> _EXERCISE INSTRUCTIONS_
The entire set of lines below should be copied exactly.

> _RECORDS FOR THE EXERCISE_
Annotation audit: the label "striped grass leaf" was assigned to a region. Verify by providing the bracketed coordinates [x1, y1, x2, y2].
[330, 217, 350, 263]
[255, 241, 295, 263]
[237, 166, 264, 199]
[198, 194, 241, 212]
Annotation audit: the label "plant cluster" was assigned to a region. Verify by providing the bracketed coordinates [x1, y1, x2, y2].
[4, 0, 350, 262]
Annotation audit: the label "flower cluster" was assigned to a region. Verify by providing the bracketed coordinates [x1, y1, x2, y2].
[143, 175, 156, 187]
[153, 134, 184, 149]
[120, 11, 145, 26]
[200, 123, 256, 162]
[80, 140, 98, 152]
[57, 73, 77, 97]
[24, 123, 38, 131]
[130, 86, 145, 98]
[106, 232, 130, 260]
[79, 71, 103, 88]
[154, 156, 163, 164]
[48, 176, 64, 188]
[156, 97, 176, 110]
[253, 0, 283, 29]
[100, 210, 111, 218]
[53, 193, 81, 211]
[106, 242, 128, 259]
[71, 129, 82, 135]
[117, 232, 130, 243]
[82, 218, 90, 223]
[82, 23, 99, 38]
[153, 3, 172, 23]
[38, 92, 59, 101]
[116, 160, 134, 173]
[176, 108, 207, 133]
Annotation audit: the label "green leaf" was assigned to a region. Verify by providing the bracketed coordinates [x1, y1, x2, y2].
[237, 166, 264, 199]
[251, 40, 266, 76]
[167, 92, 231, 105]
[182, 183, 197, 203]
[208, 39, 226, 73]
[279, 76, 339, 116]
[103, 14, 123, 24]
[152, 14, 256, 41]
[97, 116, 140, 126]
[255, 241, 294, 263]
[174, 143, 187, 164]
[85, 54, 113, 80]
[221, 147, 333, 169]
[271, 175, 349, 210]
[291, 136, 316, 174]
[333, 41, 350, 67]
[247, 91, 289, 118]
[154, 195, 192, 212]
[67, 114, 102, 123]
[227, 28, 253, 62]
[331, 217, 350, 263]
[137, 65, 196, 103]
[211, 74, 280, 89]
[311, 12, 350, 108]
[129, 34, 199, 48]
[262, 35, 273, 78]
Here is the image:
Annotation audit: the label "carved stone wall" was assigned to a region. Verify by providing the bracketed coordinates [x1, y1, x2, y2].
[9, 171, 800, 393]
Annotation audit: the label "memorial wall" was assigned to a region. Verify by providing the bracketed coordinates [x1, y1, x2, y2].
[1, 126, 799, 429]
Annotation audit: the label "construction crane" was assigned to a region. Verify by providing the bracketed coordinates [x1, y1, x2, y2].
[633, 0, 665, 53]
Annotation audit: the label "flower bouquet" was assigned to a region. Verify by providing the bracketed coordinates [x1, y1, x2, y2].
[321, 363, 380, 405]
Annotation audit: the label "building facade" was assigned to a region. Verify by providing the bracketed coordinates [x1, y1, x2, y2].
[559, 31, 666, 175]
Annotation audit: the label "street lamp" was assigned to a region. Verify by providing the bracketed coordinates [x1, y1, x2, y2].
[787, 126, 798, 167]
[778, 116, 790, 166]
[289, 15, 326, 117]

> _ANSWER BOX_
Annotation audit: the label "striped grass leaf" was assigned to a region. Verify by providing the bracketed coordinates [x1, y1, x2, y2].
[330, 217, 350, 263]
[255, 241, 295, 263]
[237, 166, 264, 199]
[198, 194, 241, 212]
Annotation audit: the label "plant cluster" was assigned to a region. Verify by providing the bracketed coordinates [x1, y1, x2, y2].
[4, 0, 350, 262]
Annotation audit: the label "flower cluster" was assigned to a region. Verify by providing the bracketed coordinates [x1, y1, x2, y2].
[143, 175, 156, 187]
[153, 134, 184, 149]
[120, 11, 145, 26]
[200, 123, 256, 162]
[80, 140, 98, 152]
[57, 73, 77, 97]
[24, 123, 38, 131]
[130, 86, 145, 98]
[106, 232, 130, 260]
[79, 71, 103, 88]
[154, 156, 163, 164]
[48, 176, 64, 188]
[156, 97, 176, 110]
[253, 0, 283, 29]
[100, 210, 111, 218]
[53, 193, 81, 211]
[106, 242, 128, 259]
[71, 129, 82, 135]
[117, 232, 130, 243]
[82, 218, 90, 223]
[82, 23, 99, 38]
[153, 3, 172, 23]
[38, 92, 59, 101]
[116, 160, 134, 173]
[176, 108, 207, 133]
Annotation audit: the label "green leaf" was assigned to a region. Verify by providing the bracketed coordinates [x1, y1, x2, y2].
[237, 166, 264, 199]
[251, 40, 266, 76]
[167, 92, 231, 105]
[182, 183, 197, 203]
[208, 39, 226, 73]
[279, 76, 339, 116]
[103, 14, 123, 24]
[152, 14, 256, 41]
[97, 116, 140, 126]
[255, 241, 294, 263]
[174, 143, 187, 164]
[85, 54, 113, 80]
[221, 147, 333, 169]
[271, 175, 349, 210]
[291, 136, 316, 174]
[333, 41, 350, 67]
[247, 91, 289, 118]
[154, 195, 192, 212]
[67, 114, 102, 123]
[227, 28, 253, 62]
[331, 217, 350, 263]
[137, 65, 196, 103]
[211, 74, 280, 89]
[311, 12, 350, 108]
[129, 34, 199, 48]
[262, 35, 273, 78]
Here is the image:
Annotation audit: the label "carved stone wall" was assigned to a region. Verify by providing the bracketed coordinates [x1, y1, x2, y2].
[9, 171, 800, 393]
Annotation audit: the label "memorial wall" was assigned to a region. Verify by providing the bracketed coordinates [x1, y1, x2, y2].
[1, 126, 799, 429]
Annotation audit: the label "construction crane" was assigned to a region. Verify by providing the bracketed coordinates [x1, y1, x2, y2].
[633, 0, 665, 53]
Annotation audit: the label "flower bouquet" was assigned to a region. Verify by providing the bracketed coordinates [x1, y1, x2, y2].
[321, 363, 380, 405]
Annotation audit: the label "building facade" was assigned to a region. Verify by providing the bracketed coordinates [x1, y1, x2, y2].
[559, 31, 666, 175]
Annotation audit: the label "street lamp" was assigned to a region. Verify by providing the bracketed coordinates [x1, y1, x2, y2].
[787, 126, 798, 167]
[778, 116, 790, 166]
[289, 15, 326, 117]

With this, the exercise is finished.